Saved entries:
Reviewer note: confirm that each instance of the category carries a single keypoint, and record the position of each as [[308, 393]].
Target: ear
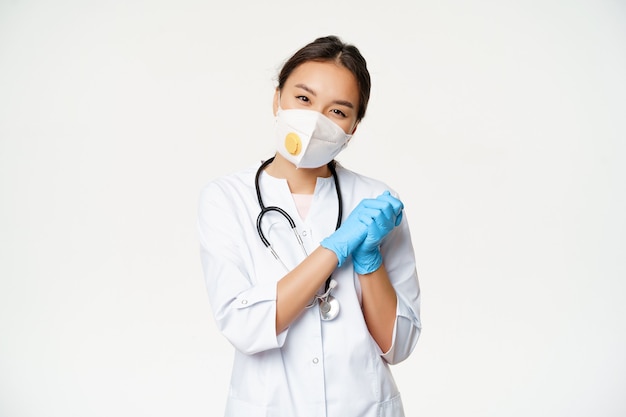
[[275, 103], [354, 128]]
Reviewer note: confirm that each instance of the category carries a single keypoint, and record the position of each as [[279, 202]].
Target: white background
[[501, 123]]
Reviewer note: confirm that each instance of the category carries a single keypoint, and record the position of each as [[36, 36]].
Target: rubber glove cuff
[[337, 245], [366, 262]]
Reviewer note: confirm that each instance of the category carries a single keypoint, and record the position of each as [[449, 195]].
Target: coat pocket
[[391, 408]]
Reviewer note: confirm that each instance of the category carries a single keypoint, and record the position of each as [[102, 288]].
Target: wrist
[[367, 262]]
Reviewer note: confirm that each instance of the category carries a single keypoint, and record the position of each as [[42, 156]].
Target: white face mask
[[307, 138]]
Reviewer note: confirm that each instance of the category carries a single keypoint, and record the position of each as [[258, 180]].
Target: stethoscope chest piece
[[329, 308]]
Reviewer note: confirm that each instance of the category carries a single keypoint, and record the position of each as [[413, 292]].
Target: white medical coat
[[313, 368]]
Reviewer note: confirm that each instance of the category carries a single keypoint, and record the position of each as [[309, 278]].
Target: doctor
[[309, 266]]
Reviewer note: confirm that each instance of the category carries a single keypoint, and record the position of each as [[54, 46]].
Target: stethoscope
[[329, 306]]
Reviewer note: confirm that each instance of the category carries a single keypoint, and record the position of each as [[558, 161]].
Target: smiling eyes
[[335, 111]]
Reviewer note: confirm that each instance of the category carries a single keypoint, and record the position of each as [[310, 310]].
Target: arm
[[379, 306], [296, 289]]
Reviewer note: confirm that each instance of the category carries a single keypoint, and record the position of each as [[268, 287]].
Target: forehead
[[326, 78]]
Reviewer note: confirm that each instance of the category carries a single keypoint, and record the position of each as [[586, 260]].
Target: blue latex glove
[[351, 233], [384, 217]]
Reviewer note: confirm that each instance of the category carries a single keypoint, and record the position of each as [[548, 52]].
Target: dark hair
[[331, 48]]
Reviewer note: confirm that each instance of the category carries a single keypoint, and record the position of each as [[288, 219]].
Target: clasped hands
[[361, 233]]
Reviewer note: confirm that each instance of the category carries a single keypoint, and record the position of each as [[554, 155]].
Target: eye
[[338, 112]]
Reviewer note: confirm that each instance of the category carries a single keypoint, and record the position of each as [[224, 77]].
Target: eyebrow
[[310, 91]]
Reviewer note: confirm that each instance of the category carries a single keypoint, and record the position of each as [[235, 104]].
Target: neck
[[300, 180]]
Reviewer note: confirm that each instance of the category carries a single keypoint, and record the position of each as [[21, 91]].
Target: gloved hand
[[351, 233], [366, 257]]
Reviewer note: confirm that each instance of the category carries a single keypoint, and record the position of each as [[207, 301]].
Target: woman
[[315, 318]]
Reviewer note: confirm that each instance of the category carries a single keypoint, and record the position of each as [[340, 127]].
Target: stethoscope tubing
[[292, 223]]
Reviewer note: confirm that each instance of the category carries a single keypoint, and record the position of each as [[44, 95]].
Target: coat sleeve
[[244, 307], [399, 260]]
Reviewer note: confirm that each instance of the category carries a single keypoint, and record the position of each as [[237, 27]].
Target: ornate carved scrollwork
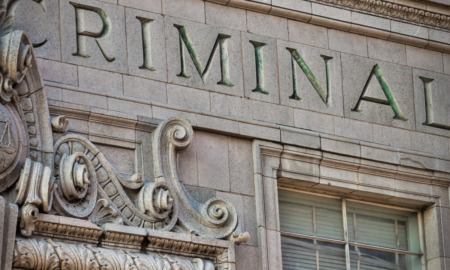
[[71, 177]]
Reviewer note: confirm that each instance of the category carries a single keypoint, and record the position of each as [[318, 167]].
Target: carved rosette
[[71, 177]]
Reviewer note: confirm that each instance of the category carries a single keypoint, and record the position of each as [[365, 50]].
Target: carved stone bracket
[[72, 178]]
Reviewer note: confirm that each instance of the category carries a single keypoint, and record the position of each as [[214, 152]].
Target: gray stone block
[[146, 44], [260, 68], [438, 113], [224, 74], [212, 161], [189, 9], [149, 90], [41, 25], [224, 16], [424, 59], [396, 80], [347, 42], [113, 41], [241, 166], [148, 5], [266, 25], [100, 81], [308, 34], [58, 72], [307, 96], [276, 114], [188, 98], [386, 50]]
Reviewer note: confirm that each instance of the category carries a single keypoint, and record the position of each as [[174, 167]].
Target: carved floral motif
[[47, 254]]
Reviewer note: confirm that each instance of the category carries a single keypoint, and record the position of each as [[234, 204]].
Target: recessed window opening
[[326, 232]]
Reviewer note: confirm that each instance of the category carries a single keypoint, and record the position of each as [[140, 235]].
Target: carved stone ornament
[[72, 178]]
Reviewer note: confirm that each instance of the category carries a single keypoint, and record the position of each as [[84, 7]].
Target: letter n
[[221, 44]]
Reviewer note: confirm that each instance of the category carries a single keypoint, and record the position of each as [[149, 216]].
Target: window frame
[[346, 242]]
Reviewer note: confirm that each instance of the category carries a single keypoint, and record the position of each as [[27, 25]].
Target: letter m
[[221, 44]]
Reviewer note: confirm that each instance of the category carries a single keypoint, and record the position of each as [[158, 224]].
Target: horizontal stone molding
[[390, 10]]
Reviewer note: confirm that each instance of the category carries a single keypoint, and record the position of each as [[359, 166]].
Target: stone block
[[260, 132], [308, 34], [300, 137], [250, 222], [100, 81], [41, 24], [446, 63], [148, 5], [91, 100], [146, 44], [436, 145], [260, 68], [217, 124], [371, 21], [212, 161], [149, 90], [432, 229], [247, 257], [436, 109], [331, 12], [311, 80], [386, 51], [424, 59], [113, 56], [58, 72], [374, 152], [297, 5], [241, 166], [273, 113], [409, 29], [238, 203], [187, 164], [263, 24], [314, 121], [224, 16], [340, 147], [392, 136], [353, 129], [347, 42], [53, 92], [217, 55], [136, 108], [188, 98], [190, 9], [385, 80]]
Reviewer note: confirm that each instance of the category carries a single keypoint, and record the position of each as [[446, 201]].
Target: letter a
[[376, 71]]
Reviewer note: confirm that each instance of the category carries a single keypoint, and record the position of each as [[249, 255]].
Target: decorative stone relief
[[47, 254], [71, 177]]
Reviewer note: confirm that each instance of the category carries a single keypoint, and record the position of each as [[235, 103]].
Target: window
[[324, 232]]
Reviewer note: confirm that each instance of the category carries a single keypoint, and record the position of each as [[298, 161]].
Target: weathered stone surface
[[386, 51], [439, 103], [145, 44], [212, 161], [149, 90], [203, 38], [113, 41], [308, 96], [357, 71], [224, 16], [308, 34], [260, 68], [271, 26], [41, 23]]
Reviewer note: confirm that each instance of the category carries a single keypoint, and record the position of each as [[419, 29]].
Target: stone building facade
[[225, 134]]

■ Task to complete: Pictures are to be dropped, and the remaining data set down exactly.

■ The answer:
Reviewer note: confirm that each instance of the category carries a single keypoint, and record the position of each as [[308, 393]].
Target: ear
[[275, 103], [354, 128]]
Reviewer note: confirm that each instance of the category carries a single keypoint, and record the position of each as [[279, 202]].
Target: white background
[[501, 123]]
Reviewer note: confirm that each instance of the category carries a single keypoint, and record the position of each as [[36, 36]].
Target: rubber glove cuff
[[337, 245], [366, 262]]
Reviewer note: confirm that each instance of the category carries a single keypoint, and record the position of each as [[449, 195]].
Target: coat pocket
[[391, 408]]
Reviewer note: confirm that each instance of the category carries a single keypoint, and record the position of each as [[102, 288]].
Target: wrist
[[367, 262]]
Reviewer note: confirm that each instance of the category carries a single keypoint, and record the position of each as [[42, 156]].
Target: white face mask
[[307, 138]]
Reviewer note: confirm that each instance of the category carries a single keypoint, and record the position of each as [[258, 180]].
Target: stethoscope chest piece
[[329, 308]]
Reviewer note: confirm that each instance of the category carries a single keypoint, and record the position of each as [[413, 292]].
Target: white medical coat
[[313, 368]]
Reviewer note: confirm that each instance of the category carries a single keypoint, and record the position of each as [[309, 278]].
Target: doctor
[[309, 266]]
Reviewer note: confirm that each instance of the category carries a single keypoint, and record the position of each as [[54, 46]].
Target: stethoscope
[[329, 306]]
Reviewer note: confirm that each instance of the category carries a single keypoint, and record the position of each as [[558, 161]].
Target: smiling eyes
[[335, 111]]
Reviewer note: confirm that each instance of the category carries a single keypoint, and record the position of each as [[310, 310]].
Target: arm
[[379, 306], [296, 289]]
Reviewer note: confirm that each instance of the category carries a single keypoint, and record the position of each as [[268, 287]].
Target: forehead
[[326, 78]]
Reviewer note: confirm that each instance of the category carries a single keypoint, and record the position of each as [[586, 260]].
Target: blue latex glove
[[351, 233], [384, 217]]
Reviewer note: confirm that each instance of the category carries a single keypoint, and record the position of each as [[548, 52]].
Target: dark hair
[[331, 48]]
Reviewer note: confirm that each instance of the category carries a single keypoint, and record the position of each as [[288, 219]].
Target: clasped hands
[[361, 233]]
Reviewer note: confirm that each instance of the category carries a single keypoint, and record the position of each as [[554, 155]].
Target: eye
[[338, 112]]
Reviewer note: confirm that each instance of the category carries a single keypoint, and record the position of each as [[224, 77]].
Target: eyebrow
[[310, 91]]
Reviewer note: confirm that each instance of the category carries a single keypoint, and record the position of each as [[235, 104]].
Target: neck
[[300, 180]]
Reviewer note: confirm that each instance of the category carries a single keypoint, and record the position of each as [[21, 91]].
Target: gloved hand
[[351, 233], [366, 257]]
Reviewer note: confirm that each instance of the category carries a single keypoint, and record the position of each as [[207, 301]].
Target: woman
[[315, 318]]
Reviewer note: confirm that each instance of the category carries a single keypoint, and record the position of each as [[340, 127]].
Target: stethoscope tubing
[[292, 223]]
Reviewer note: confirm that each instance of the category carries a single keypoint, and record the position of each as [[44, 95]].
Target: coat sleeve
[[244, 307], [399, 260]]
Reviewer note: confirm that each instance of the category carries a single keypoint, and record the position of each as [[237, 27]].
Target: ornate carved scrollwork
[[71, 177]]
Reviewer note: confirm that each instance of the category carries a single keypoint, and record the position of each as [[318, 167]].
Target: carved rosette
[[71, 177]]
Reviewer note: confirm that each instance of the category carries a single keypoint, and record the position of each as [[365, 50]].
Target: carved stone bracket
[[72, 178]]
Reviewer note: confirm that each instance of the category carries a single keypoint, and record the position of each as [[214, 152]].
Target: gray stone block
[[146, 44], [260, 68], [438, 113], [224, 74], [212, 161], [189, 9], [149, 90], [41, 25], [224, 16], [424, 59], [396, 80], [347, 42], [113, 41], [241, 166], [148, 5], [266, 25], [100, 81], [308, 34], [58, 72], [307, 96], [276, 114], [188, 98], [386, 50]]
Reviewer note: confirm that each instance of the category carries a single keypoint, and record the position of each as [[174, 167]].
Target: carved floral motif
[[47, 254]]
Reviewer note: confirm that each instance of the category carries a single keypoint, and record the position of each as [[234, 204]].
Target: recessed window opening
[[326, 232]]
Reviewer note: confirm that each instance of the category carries a single keypoint, and record the position of each as [[140, 235]].
Target: carved stone ornament
[[72, 178]]
Reviewer note: confirm that each instance of the category carries a single keypoint, and record the position of each as [[84, 7]].
Target: letter n
[[221, 44]]
Reviewer note: confirm that each instance of the category carries a single keypoint, and record the position of each as [[149, 216]].
Target: window frame
[[346, 242]]
Reviewer note: confirm that each instance of the category carries a single keypoint, and record the position of each as [[27, 25]].
Target: letter m
[[221, 44]]
Reviewer note: confirm that each instance of the category carries a single keypoint, and record the position of each as [[158, 224]].
Target: horizontal stone molding
[[390, 10]]
Reviewer note: confirm that each instance of the category carries a single keypoint, and record the position of each as [[359, 166]].
Target: stone block
[[260, 132], [308, 34], [300, 137], [250, 222], [100, 81], [41, 24], [446, 63], [148, 5], [91, 100], [146, 44], [436, 145], [260, 68], [217, 124], [371, 21], [212, 161], [149, 90], [432, 229], [247, 257], [436, 109], [331, 12], [311, 80], [386, 51], [424, 59], [113, 56], [58, 72], [374, 152], [297, 5], [241, 166], [273, 113], [409, 29], [238, 203], [187, 164], [263, 24], [314, 121], [224, 16], [340, 147], [392, 136], [353, 129], [347, 42], [53, 92], [217, 55], [136, 108], [188, 98], [190, 9], [385, 80]]
Reviewer note: confirm that each instance of the category carries a single keypoint, and record the position of each as [[446, 201]].
Target: letter a
[[376, 71]]
Reviewer note: confirm that each instance of the category carries a single keypoint, and record the position of each as [[249, 255]].
Target: decorative stone relief
[[47, 254], [71, 177]]
Reviewer note: confirm that each instance of the category carries a single keypoint, and record the position of each as [[235, 103]].
Target: window
[[324, 232]]
Reviewer note: confirm that each instance of the category carries a single keypoint, and record the position of each as [[298, 161]].
Target: weathered stone surface
[[386, 51], [439, 103], [145, 44], [212, 161], [149, 90], [203, 38], [113, 41], [308, 96], [357, 71], [224, 16], [308, 34], [260, 68], [271, 26], [41, 23]]
Reviewer note: confirm that each instance of the category carries a single keypoint, and record the position of each as [[419, 29]].
Target: stone building facade
[[225, 134]]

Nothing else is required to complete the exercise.